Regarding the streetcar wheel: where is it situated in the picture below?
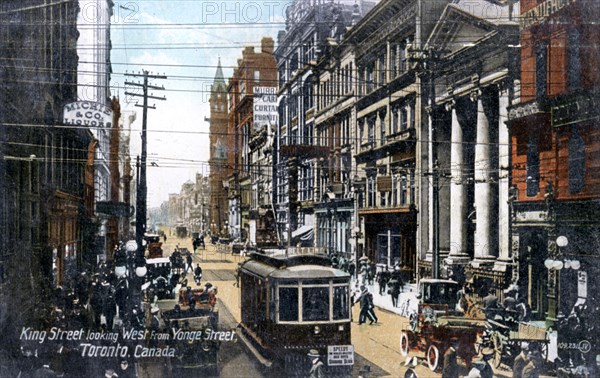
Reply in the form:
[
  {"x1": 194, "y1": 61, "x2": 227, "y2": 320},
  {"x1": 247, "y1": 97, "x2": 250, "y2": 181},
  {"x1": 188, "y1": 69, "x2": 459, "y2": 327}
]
[
  {"x1": 427, "y1": 345, "x2": 440, "y2": 371},
  {"x1": 491, "y1": 333, "x2": 504, "y2": 368},
  {"x1": 400, "y1": 332, "x2": 410, "y2": 357}
]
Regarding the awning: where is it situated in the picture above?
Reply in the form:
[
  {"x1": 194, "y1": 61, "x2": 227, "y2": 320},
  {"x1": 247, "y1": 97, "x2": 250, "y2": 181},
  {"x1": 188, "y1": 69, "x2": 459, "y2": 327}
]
[{"x1": 292, "y1": 225, "x2": 313, "y2": 239}]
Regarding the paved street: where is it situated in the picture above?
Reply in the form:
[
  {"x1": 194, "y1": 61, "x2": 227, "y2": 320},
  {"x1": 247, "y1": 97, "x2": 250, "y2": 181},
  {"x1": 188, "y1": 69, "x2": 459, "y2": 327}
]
[{"x1": 158, "y1": 236, "x2": 440, "y2": 377}]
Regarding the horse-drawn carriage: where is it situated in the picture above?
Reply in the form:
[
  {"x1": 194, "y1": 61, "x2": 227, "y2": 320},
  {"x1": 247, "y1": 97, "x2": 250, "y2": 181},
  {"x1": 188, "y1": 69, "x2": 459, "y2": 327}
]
[
  {"x1": 146, "y1": 257, "x2": 178, "y2": 299},
  {"x1": 476, "y1": 315, "x2": 550, "y2": 368}
]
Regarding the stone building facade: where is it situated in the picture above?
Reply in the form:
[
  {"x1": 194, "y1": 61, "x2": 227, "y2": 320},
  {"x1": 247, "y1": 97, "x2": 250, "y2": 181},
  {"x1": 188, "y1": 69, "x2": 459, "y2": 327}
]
[
  {"x1": 227, "y1": 37, "x2": 277, "y2": 245},
  {"x1": 0, "y1": 0, "x2": 95, "y2": 348}
]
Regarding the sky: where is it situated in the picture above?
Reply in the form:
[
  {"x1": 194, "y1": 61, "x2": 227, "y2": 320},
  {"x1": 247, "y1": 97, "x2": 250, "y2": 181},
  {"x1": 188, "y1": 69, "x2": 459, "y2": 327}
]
[{"x1": 111, "y1": 0, "x2": 290, "y2": 207}]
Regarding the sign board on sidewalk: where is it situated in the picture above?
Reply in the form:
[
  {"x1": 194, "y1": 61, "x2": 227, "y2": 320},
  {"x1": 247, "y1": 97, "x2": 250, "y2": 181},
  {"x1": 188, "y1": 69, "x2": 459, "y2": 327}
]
[{"x1": 327, "y1": 345, "x2": 354, "y2": 366}]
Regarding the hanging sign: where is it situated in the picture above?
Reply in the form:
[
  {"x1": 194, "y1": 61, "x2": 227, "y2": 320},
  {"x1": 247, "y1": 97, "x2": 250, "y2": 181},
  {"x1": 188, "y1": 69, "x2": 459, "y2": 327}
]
[
  {"x1": 63, "y1": 101, "x2": 112, "y2": 128},
  {"x1": 253, "y1": 87, "x2": 279, "y2": 132}
]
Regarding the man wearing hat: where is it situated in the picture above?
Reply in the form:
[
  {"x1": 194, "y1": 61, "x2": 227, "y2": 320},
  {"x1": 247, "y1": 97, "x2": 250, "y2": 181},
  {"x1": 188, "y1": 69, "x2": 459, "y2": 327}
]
[
  {"x1": 150, "y1": 307, "x2": 160, "y2": 331},
  {"x1": 442, "y1": 337, "x2": 458, "y2": 378},
  {"x1": 308, "y1": 349, "x2": 325, "y2": 378},
  {"x1": 479, "y1": 348, "x2": 494, "y2": 378},
  {"x1": 521, "y1": 349, "x2": 542, "y2": 378},
  {"x1": 513, "y1": 342, "x2": 529, "y2": 378}
]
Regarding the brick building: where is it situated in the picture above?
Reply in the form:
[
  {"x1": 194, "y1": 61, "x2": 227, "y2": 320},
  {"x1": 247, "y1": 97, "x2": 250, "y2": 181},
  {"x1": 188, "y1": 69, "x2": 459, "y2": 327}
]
[
  {"x1": 227, "y1": 37, "x2": 277, "y2": 244},
  {"x1": 208, "y1": 59, "x2": 235, "y2": 235},
  {"x1": 509, "y1": 0, "x2": 600, "y2": 363}
]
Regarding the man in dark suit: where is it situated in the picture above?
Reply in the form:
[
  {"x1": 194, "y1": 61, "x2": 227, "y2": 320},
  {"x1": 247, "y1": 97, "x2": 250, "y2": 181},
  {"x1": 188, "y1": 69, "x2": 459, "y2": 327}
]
[
  {"x1": 442, "y1": 338, "x2": 458, "y2": 378},
  {"x1": 521, "y1": 349, "x2": 542, "y2": 378},
  {"x1": 513, "y1": 343, "x2": 529, "y2": 378}
]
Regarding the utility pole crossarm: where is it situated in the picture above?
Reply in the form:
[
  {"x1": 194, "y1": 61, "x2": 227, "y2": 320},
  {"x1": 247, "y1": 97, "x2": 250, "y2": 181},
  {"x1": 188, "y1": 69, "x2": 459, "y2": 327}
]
[{"x1": 125, "y1": 70, "x2": 167, "y2": 266}]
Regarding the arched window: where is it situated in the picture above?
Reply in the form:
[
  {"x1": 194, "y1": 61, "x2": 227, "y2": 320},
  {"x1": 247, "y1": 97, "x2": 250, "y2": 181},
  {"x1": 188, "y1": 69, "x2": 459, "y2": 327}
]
[{"x1": 569, "y1": 127, "x2": 585, "y2": 194}]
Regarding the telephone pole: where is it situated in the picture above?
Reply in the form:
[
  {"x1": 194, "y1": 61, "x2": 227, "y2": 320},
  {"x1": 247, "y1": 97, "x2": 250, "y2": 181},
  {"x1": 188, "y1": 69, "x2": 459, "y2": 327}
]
[
  {"x1": 409, "y1": 46, "x2": 448, "y2": 278},
  {"x1": 125, "y1": 70, "x2": 167, "y2": 267}
]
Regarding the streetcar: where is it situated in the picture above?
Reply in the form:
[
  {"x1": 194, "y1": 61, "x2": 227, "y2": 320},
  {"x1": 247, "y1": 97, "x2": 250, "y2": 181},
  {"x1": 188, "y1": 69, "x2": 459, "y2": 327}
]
[{"x1": 238, "y1": 248, "x2": 354, "y2": 376}]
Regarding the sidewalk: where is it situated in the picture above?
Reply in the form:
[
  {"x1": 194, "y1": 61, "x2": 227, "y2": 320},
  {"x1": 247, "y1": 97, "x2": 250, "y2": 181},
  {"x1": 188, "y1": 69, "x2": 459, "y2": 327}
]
[{"x1": 158, "y1": 238, "x2": 512, "y2": 378}]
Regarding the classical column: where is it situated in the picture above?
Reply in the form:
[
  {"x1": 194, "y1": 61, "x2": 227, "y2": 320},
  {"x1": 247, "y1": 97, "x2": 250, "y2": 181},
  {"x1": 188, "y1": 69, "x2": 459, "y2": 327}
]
[
  {"x1": 471, "y1": 91, "x2": 498, "y2": 261},
  {"x1": 446, "y1": 102, "x2": 469, "y2": 265},
  {"x1": 498, "y1": 89, "x2": 511, "y2": 261}
]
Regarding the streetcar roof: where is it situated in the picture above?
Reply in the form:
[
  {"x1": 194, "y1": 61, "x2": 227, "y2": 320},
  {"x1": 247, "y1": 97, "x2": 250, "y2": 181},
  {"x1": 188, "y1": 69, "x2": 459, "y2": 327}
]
[
  {"x1": 271, "y1": 265, "x2": 350, "y2": 279},
  {"x1": 146, "y1": 257, "x2": 171, "y2": 265},
  {"x1": 419, "y1": 278, "x2": 458, "y2": 285},
  {"x1": 242, "y1": 260, "x2": 350, "y2": 279}
]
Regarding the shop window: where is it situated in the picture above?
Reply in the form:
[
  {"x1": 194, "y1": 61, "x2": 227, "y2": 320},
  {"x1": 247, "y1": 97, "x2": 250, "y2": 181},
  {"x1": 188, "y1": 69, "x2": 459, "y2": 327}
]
[
  {"x1": 535, "y1": 43, "x2": 548, "y2": 98},
  {"x1": 567, "y1": 29, "x2": 581, "y2": 90},
  {"x1": 568, "y1": 127, "x2": 585, "y2": 194},
  {"x1": 526, "y1": 135, "x2": 540, "y2": 197}
]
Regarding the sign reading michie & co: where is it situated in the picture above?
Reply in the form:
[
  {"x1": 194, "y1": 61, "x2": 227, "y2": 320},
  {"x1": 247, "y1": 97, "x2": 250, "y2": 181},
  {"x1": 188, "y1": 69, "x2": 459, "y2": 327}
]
[
  {"x1": 63, "y1": 101, "x2": 112, "y2": 128},
  {"x1": 253, "y1": 87, "x2": 279, "y2": 131},
  {"x1": 521, "y1": 0, "x2": 577, "y2": 29}
]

+ + +

◆ WORK REQUIRED:
Quote, word for word, every line starting at the one that contains "Regarding the shop" and ending with the final line of the entries.

◆ IN RESPONSE:
Regarding the shop window: where is it situated in the picture above?
Reply in the form:
[
  {"x1": 194, "y1": 61, "x2": 227, "y2": 320},
  {"x1": 247, "y1": 97, "x2": 250, "y2": 181},
  {"x1": 188, "y1": 69, "x2": 459, "y2": 327}
]
[
  {"x1": 535, "y1": 43, "x2": 548, "y2": 98},
  {"x1": 567, "y1": 29, "x2": 581, "y2": 90},
  {"x1": 568, "y1": 127, "x2": 585, "y2": 194},
  {"x1": 526, "y1": 135, "x2": 540, "y2": 197}
]
Regarding the sign reading michie & co: where is it situated in the picture above?
Reply in the form:
[
  {"x1": 194, "y1": 61, "x2": 227, "y2": 320},
  {"x1": 247, "y1": 97, "x2": 250, "y2": 181},
  {"x1": 188, "y1": 69, "x2": 459, "y2": 327}
]
[
  {"x1": 63, "y1": 101, "x2": 112, "y2": 128},
  {"x1": 253, "y1": 87, "x2": 279, "y2": 131},
  {"x1": 521, "y1": 0, "x2": 577, "y2": 29}
]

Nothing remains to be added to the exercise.